— WORK TASK —
Starting at the line that contains "Mark one point on every instance of the pink" in the listing below, write out every line word for word until you have written the line that contains "Target: inflatable bouncy castle".

— AVAILABLE DATA —
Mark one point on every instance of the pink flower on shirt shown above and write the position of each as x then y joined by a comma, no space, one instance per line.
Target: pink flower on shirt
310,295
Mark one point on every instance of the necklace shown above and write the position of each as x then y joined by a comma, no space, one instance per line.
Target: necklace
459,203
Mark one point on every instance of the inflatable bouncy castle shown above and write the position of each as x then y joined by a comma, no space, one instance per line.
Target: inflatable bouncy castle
--
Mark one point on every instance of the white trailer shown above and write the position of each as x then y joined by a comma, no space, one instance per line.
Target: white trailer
--
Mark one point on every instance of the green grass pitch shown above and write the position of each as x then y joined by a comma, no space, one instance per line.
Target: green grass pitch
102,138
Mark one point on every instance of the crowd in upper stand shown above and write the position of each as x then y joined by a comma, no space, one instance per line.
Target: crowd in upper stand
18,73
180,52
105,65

— TASK RESULT —
Mark one point on every instance of the pink flower on shirt shown above and write the position of each as x then y joined by a comma, no space, one instance per line.
Target: pink flower on shirt
310,295
Mark one point on every instance of the necklace shown above and write the position of each as x then y joined by a comma, no space, one instance per line.
Target: necklace
459,203
Mark one point on every instance of the inflatable bouncy castle shown above and write the position of each as x then y joined by a comma, no space, one instance per line.
Target: inflatable bouncy castle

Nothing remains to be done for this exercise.